Point-per-instance localization data
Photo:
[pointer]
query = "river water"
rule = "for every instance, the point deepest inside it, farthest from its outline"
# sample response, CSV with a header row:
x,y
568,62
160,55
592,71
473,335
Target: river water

## EXERCISE AIM
Repeat the entries exactly as they appear.

## FINISHED EXERCISE
Photo:
[pointer]
query = "river water"
rule = "for every instance, the point deepest inside it, farthest from its outline"
# sample response, CSV with a header row:
x,y
568,62
160,55
592,71
473,335
Target: river water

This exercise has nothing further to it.